» **Problem requirements**:
In the entries below, repeat only the lines between those holding "One point marks each instance of the blonde" and "One point marks each instance of the distant", inclusive. Leave pictures out.

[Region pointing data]
--------------------------------------------------

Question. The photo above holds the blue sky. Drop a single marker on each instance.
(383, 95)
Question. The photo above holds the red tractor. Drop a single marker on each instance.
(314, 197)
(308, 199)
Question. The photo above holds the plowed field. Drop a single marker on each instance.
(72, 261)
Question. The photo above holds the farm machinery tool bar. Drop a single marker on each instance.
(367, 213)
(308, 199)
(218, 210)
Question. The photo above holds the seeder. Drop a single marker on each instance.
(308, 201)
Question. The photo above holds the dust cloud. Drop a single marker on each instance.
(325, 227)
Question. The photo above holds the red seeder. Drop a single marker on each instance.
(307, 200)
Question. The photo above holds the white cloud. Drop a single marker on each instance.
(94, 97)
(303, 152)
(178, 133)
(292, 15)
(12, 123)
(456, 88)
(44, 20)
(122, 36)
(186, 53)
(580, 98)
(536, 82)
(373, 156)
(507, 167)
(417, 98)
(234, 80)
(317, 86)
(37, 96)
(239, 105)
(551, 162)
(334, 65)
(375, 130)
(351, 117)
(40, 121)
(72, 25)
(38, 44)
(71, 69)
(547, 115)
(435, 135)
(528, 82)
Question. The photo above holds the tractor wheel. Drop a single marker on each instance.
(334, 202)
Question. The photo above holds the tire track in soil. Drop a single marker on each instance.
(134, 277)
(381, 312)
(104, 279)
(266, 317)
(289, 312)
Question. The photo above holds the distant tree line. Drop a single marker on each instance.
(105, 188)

--------------------------------------------------

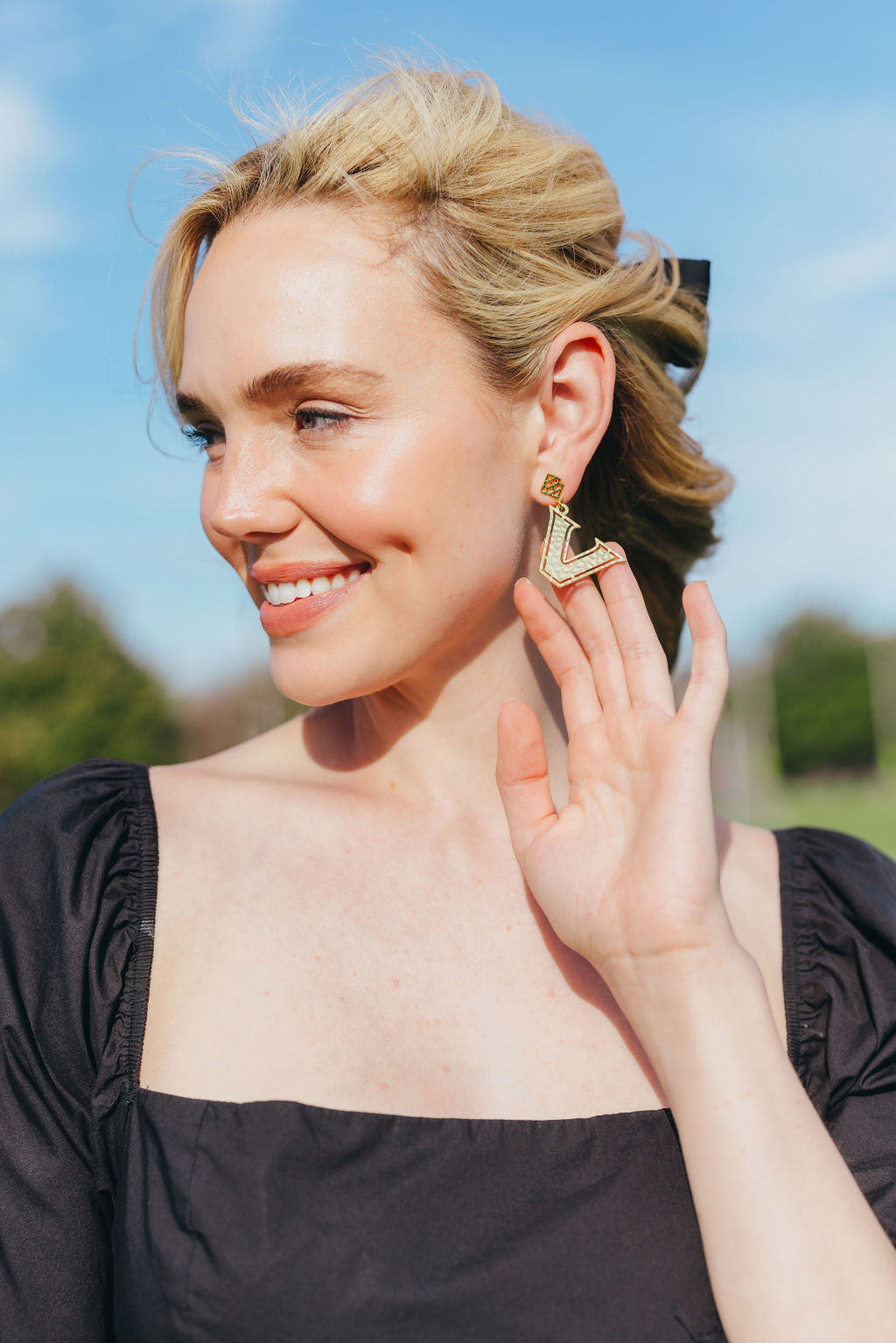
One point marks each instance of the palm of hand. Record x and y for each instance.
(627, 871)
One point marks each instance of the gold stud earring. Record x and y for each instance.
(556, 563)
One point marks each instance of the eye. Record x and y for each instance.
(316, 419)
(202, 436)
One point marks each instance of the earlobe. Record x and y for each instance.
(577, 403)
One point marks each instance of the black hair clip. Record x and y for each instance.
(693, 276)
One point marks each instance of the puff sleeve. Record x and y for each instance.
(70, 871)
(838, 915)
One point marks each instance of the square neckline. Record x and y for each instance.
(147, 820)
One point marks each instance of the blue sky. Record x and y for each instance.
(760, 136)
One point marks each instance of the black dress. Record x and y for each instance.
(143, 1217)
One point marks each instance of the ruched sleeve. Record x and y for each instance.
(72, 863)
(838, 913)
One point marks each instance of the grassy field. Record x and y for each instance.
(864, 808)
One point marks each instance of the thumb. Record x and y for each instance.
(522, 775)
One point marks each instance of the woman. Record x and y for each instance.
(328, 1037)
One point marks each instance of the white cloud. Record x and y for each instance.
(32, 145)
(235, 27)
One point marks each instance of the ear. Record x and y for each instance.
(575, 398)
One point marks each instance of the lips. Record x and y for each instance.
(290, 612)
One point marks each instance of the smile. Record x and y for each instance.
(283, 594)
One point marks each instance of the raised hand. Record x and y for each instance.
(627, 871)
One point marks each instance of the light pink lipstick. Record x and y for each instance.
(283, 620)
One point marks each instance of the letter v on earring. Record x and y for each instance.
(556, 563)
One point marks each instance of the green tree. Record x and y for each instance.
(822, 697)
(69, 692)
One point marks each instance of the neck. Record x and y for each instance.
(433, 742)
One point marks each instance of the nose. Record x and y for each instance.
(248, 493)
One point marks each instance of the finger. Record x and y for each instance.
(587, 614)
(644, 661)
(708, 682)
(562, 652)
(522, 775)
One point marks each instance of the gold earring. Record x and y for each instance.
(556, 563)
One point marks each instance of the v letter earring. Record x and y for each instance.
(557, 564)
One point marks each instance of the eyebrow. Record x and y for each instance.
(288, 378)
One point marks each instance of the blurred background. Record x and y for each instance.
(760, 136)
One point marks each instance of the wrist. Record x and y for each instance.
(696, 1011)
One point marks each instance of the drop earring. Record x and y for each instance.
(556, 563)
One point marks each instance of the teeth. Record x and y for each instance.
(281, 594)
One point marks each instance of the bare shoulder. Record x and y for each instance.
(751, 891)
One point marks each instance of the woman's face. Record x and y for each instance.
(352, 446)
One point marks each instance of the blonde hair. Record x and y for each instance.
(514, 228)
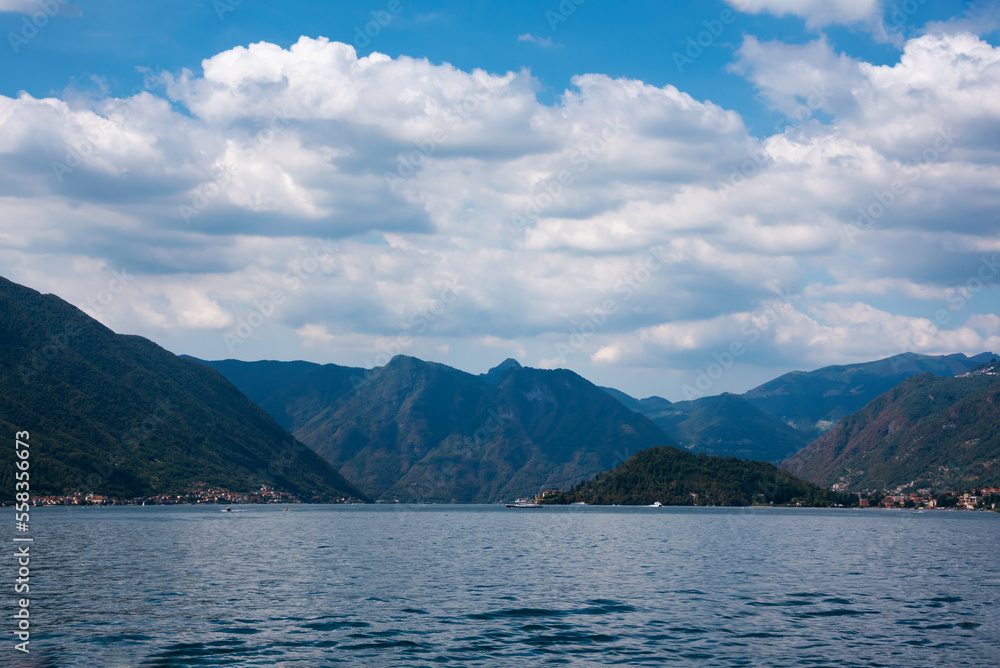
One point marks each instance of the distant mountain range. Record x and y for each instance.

--------------------------------------------------

» **Task answer**:
One point marks each instance of the blonde hair. Record x and y for each instance.
(514, 228)
One point marks each instance of the distant mountain range. Record x and y for each instance.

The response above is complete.